_Gestellte Aufgaben_:
1 – Übersetze den Satz „Ernsthaft, mir fallen bis auf die Neue Logitech Wireless und die kommende Ninox Astrum wenig ein.“ aus dem Forenbeitrag über die Ultralight-Maus ins Englische.
2 – Schreibe aus dem Forenbeitrag wortgetreu den Abschnitt nieder, der mit „2. Warst du“ beginnt und sich bis „Astrum wenig ein.“ fortsetzt.

_Zitierter Text_:
Was ist dein Problem?
1. Habe ich dem TE keine 150g Maus empfohlen, weder noch sagt er, dass er das geringe Gewicht der Ultralight zwingend braucht.
2. Warst du doch der, der mich gefragt hat, als ich sagte...


> _Der einzige Vorteil der Ultralight ist das geringe Gewicht, ist man darauf nicht angewiesen, gibt es hunderte Alternativen_


folgendes:


Lockeye schrieb:


> Welche Alternativen? Ernsthaft, mir fallen bis auf die Neue Logitech Wireless und die kommende Ninox Astrum wenig ein.


Das war eine direkte Frage auf meine Aussage, du hast es sogar zitiert und Ich habe dir die Alternativen, die eben schwerer sind, genannt. Bist du Schizophren oder hast du nur Alzheimer?

_Datenauszug_:
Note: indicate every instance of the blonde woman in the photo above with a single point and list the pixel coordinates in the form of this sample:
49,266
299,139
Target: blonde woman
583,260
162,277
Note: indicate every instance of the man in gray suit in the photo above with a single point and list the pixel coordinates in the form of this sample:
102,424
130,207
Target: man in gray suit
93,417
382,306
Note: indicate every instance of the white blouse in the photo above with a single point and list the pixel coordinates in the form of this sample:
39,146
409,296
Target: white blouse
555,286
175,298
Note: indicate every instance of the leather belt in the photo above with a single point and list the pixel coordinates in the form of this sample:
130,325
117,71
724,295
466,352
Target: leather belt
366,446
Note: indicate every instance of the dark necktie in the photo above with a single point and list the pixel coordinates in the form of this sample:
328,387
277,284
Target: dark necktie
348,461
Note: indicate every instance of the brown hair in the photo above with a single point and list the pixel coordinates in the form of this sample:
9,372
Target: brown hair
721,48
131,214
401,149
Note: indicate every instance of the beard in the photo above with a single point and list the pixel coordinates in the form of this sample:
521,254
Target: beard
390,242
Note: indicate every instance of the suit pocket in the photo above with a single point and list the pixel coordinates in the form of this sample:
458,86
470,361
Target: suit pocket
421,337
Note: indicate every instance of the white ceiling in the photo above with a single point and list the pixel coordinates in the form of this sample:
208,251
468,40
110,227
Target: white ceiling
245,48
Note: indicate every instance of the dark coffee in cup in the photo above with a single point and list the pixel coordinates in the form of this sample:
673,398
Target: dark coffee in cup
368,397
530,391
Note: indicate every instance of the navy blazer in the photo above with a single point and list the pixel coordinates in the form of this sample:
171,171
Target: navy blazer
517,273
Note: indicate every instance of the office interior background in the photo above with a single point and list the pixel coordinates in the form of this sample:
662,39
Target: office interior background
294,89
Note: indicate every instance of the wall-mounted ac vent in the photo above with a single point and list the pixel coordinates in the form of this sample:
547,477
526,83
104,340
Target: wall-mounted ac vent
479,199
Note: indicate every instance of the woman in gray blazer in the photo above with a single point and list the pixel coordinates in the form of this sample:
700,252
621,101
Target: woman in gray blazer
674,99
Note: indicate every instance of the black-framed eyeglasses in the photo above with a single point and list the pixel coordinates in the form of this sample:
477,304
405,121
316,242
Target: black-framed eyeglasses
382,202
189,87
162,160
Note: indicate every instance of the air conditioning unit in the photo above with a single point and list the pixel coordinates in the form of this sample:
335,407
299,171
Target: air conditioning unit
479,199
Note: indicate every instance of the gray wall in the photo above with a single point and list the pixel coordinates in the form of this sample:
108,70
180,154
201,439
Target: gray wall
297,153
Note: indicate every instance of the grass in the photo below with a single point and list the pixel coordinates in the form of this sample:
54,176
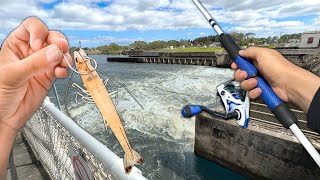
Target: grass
192,49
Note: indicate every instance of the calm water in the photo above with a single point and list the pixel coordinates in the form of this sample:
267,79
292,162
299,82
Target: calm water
156,130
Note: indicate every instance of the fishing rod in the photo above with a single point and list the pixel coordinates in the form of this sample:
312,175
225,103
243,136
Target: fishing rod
279,108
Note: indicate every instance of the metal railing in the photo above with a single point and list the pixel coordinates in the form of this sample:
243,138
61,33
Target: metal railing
58,143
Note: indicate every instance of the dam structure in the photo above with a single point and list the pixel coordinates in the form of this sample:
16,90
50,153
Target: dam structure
306,58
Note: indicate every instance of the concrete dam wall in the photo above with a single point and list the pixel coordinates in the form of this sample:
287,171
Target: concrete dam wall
188,58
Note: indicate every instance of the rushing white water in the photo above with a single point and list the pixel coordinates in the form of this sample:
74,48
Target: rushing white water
158,131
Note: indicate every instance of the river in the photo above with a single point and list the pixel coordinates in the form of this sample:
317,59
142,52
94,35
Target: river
152,118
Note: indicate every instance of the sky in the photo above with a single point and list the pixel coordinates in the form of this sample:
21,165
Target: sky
101,22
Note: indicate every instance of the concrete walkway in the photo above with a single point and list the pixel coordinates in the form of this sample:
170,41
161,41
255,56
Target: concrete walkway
23,164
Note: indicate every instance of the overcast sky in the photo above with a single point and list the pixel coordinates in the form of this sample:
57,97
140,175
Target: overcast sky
100,22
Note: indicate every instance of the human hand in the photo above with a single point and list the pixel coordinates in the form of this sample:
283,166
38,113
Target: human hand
289,82
30,61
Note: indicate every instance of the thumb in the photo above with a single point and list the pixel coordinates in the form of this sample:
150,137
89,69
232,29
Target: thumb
39,61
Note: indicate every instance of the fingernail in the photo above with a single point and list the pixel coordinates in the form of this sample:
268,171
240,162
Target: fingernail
252,83
53,53
36,44
257,92
243,75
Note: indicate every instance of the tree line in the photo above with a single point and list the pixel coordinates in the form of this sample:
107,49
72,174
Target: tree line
243,39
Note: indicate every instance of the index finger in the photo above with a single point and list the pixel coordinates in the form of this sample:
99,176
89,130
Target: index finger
32,30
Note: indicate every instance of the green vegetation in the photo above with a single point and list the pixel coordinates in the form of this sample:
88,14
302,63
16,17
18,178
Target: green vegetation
201,44
193,49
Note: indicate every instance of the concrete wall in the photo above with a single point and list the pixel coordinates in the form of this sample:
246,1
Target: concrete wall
304,40
254,152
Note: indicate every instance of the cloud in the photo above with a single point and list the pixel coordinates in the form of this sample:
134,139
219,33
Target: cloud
257,16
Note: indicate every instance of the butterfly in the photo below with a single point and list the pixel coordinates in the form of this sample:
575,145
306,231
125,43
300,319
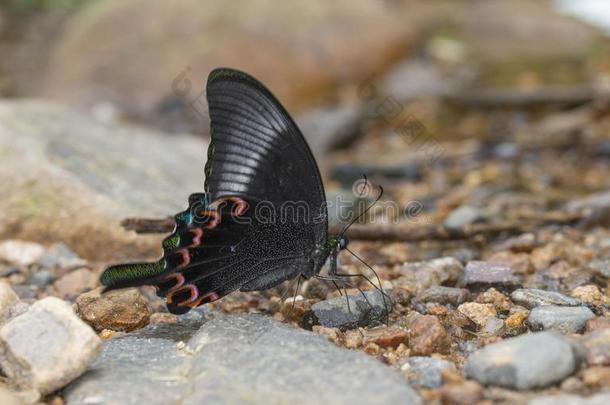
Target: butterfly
262,218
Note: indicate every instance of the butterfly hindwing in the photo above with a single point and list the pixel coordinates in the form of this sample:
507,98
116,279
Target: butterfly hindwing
257,158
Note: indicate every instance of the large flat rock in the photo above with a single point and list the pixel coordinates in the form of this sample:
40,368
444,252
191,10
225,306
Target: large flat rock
239,359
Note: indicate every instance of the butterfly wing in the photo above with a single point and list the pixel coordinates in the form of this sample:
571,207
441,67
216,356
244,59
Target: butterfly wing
263,213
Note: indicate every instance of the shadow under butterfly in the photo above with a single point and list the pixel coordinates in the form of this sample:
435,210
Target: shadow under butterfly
262,219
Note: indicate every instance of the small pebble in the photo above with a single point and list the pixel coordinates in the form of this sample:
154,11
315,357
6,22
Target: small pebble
492,296
335,312
536,360
523,243
480,314
162,318
489,274
520,263
119,310
427,335
590,294
602,267
563,319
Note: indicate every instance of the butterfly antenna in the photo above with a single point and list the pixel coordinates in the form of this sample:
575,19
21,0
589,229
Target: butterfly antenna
380,288
363,212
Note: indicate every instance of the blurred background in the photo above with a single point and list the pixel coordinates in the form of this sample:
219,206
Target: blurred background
467,112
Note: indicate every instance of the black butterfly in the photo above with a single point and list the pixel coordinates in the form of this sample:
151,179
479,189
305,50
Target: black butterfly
262,219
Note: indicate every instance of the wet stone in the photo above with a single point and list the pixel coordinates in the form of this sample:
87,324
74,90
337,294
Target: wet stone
489,274
480,314
425,372
525,362
40,278
590,294
385,337
361,312
233,357
597,347
444,295
119,310
533,297
419,276
563,319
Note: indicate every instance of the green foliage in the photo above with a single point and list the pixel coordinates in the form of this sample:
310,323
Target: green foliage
28,5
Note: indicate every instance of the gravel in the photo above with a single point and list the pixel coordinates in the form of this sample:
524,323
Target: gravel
533,297
529,361
335,312
234,359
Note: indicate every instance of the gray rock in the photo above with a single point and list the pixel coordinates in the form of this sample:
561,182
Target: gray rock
488,274
40,278
47,347
444,295
533,297
525,362
233,360
360,312
462,216
603,398
563,319
328,128
8,300
105,172
425,372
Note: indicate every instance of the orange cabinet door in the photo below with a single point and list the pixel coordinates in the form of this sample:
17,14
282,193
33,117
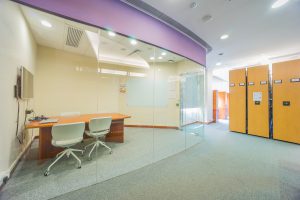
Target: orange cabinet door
237,103
286,101
258,101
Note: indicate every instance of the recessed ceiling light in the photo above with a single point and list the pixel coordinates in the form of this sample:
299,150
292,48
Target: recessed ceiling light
111,33
194,5
279,3
46,24
206,18
133,42
224,37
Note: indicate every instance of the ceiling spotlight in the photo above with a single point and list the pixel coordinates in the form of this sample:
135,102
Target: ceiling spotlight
279,3
224,37
194,5
133,42
206,18
46,24
111,33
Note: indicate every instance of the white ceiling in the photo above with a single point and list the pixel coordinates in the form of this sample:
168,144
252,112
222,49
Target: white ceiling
257,33
94,43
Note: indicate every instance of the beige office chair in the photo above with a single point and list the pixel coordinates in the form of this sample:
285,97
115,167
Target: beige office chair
65,136
98,127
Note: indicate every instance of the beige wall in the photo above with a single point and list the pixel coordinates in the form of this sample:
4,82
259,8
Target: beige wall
17,49
60,88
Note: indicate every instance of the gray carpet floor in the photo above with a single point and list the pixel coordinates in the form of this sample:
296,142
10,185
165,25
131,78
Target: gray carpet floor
224,166
142,147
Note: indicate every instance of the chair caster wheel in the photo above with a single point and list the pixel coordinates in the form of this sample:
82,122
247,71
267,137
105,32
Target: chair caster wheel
46,173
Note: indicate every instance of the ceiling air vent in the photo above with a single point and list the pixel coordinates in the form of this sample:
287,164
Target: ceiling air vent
73,37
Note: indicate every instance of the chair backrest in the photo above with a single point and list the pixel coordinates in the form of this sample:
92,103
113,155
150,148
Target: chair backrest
100,124
69,114
61,132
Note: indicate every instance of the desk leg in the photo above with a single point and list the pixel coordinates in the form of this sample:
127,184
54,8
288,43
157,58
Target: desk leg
116,132
46,150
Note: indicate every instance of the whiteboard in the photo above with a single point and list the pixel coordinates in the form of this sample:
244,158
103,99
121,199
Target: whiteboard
144,92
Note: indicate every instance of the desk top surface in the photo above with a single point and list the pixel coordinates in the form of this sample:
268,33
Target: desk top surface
73,119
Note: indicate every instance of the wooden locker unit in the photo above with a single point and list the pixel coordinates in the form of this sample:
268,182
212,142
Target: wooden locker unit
258,111
286,101
237,103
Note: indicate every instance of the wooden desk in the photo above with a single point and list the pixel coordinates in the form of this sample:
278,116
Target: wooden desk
46,150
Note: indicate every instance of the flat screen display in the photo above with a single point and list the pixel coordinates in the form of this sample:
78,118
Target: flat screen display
26,84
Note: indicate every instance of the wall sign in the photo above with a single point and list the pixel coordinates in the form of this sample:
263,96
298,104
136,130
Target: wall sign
263,82
277,81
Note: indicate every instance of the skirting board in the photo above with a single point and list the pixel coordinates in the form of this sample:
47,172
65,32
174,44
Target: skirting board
13,166
152,126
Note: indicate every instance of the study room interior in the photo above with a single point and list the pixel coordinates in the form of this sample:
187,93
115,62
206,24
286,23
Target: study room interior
151,98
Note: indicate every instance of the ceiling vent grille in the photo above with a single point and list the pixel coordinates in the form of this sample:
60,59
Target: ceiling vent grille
73,37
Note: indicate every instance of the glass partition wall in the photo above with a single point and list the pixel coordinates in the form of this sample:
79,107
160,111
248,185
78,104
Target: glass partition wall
83,70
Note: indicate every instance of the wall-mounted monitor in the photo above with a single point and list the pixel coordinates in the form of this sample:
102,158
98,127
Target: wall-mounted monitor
26,84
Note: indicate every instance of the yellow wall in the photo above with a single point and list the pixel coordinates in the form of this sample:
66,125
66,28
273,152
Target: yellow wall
258,115
286,118
237,101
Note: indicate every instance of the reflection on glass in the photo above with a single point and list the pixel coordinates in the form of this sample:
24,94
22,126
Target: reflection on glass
83,71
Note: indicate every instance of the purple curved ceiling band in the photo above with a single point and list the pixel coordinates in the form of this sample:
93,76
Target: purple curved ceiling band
124,19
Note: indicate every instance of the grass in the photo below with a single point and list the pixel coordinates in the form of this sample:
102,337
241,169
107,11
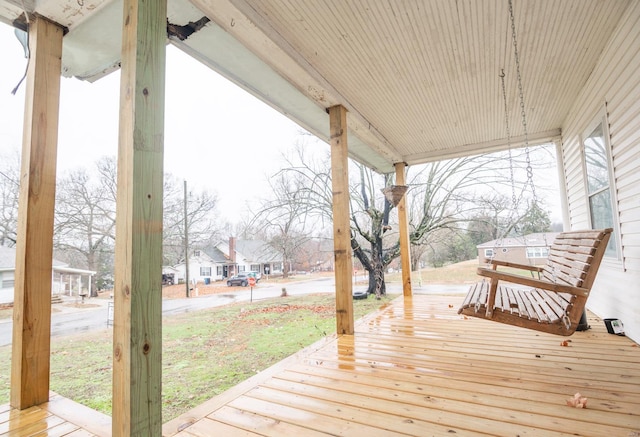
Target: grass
204,352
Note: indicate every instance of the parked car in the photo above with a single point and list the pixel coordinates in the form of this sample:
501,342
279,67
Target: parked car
240,279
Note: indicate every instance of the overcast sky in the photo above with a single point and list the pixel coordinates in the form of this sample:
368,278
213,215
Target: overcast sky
217,136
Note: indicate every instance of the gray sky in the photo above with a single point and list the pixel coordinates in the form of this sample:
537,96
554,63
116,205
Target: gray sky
217,136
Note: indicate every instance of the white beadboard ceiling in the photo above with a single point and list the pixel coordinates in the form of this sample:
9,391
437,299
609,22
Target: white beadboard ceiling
420,78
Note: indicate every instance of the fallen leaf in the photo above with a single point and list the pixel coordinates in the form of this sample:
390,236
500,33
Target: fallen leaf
577,401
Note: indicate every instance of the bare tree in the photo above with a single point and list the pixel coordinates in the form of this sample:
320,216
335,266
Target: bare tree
442,196
201,220
284,218
9,193
84,229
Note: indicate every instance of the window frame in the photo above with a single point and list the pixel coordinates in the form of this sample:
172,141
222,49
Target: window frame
602,119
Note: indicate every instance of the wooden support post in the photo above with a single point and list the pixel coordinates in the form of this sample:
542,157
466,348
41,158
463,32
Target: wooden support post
137,342
34,248
341,220
403,223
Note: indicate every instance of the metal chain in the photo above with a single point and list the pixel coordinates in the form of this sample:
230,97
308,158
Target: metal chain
514,200
522,110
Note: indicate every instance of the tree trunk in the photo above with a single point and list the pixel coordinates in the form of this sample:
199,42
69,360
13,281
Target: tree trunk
377,285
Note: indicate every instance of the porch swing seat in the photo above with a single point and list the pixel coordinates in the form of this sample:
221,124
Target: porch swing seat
555,301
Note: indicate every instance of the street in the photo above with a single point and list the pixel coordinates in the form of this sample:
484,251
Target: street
94,317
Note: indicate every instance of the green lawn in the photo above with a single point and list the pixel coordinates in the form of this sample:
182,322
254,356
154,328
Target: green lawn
204,352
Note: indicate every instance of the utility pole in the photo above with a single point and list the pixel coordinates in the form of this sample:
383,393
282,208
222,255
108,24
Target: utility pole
186,242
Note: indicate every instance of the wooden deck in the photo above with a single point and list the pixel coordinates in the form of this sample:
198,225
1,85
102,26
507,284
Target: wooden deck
414,368
417,368
58,417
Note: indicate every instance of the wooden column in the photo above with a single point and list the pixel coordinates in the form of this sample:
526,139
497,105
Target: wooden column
34,248
137,341
341,220
403,223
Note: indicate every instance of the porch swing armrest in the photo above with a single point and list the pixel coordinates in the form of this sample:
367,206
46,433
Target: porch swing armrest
496,262
532,282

_Aufgabenergebnisse_:
1 – Seriously, apart from the new Logitech Wireless and the upcoming Ninox Astrum, I can't think of much.

2 –
2. Warst du doch der, der mich gefragt hat, als ich sagte...


> _Der einzige Vorteil der Ultralight ist das geringe Gewicht, ist man darauf nicht angewiesen, gibt es hunderte Alternativen_


folgendes:


Lockeye schrieb:


> Welche Alternativen? Ernsthaft, mir fallen bis auf die Neue Logitech Wireless und die kommende Ninox Astrum wenig ein.